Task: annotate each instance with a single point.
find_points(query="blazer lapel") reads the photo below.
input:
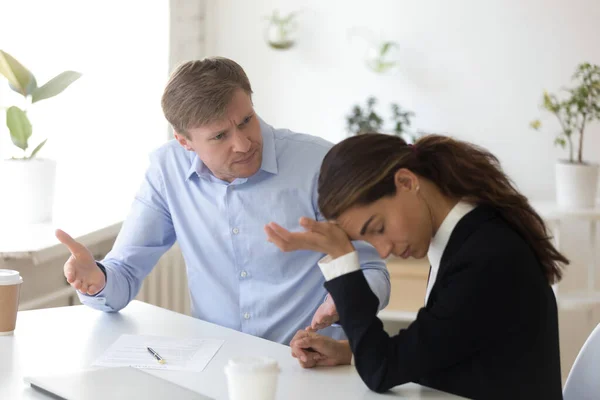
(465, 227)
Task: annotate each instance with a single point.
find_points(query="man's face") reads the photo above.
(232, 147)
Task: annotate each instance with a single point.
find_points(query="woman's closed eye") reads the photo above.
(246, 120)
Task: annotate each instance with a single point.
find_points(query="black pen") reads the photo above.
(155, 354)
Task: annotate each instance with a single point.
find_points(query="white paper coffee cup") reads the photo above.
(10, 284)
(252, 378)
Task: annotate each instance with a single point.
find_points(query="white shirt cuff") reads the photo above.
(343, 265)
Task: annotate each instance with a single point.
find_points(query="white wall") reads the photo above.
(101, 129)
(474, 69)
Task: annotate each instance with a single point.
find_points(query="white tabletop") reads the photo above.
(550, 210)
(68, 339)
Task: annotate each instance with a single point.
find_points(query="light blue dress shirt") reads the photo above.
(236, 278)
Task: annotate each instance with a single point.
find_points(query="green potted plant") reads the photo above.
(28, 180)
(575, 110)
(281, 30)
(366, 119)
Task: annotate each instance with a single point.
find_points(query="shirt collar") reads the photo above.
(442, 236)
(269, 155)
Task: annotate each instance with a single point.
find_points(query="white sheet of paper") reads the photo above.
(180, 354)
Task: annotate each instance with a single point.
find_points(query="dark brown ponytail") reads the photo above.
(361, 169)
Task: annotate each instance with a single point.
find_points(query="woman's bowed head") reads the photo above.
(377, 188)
...
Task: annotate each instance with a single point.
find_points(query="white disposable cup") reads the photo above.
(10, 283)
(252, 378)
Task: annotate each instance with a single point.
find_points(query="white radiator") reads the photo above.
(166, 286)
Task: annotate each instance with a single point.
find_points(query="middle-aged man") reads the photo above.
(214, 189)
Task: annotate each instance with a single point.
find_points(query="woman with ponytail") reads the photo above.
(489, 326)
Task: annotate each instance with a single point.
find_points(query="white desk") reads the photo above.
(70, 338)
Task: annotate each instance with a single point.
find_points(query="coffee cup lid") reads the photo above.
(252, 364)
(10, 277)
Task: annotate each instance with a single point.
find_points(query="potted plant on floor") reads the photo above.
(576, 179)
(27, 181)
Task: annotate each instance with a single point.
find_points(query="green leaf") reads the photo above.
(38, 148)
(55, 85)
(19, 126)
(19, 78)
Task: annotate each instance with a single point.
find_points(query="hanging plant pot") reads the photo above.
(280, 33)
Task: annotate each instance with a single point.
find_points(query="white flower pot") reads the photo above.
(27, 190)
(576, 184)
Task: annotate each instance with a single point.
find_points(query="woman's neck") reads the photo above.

• Objective: From the rows above, pull out every line that contains the word "green", and copy each one unchanged.

• Answer to this task:
find_points(query="green potted plant") reads the photo above.
find_points(query="green leaf") reads the photo above.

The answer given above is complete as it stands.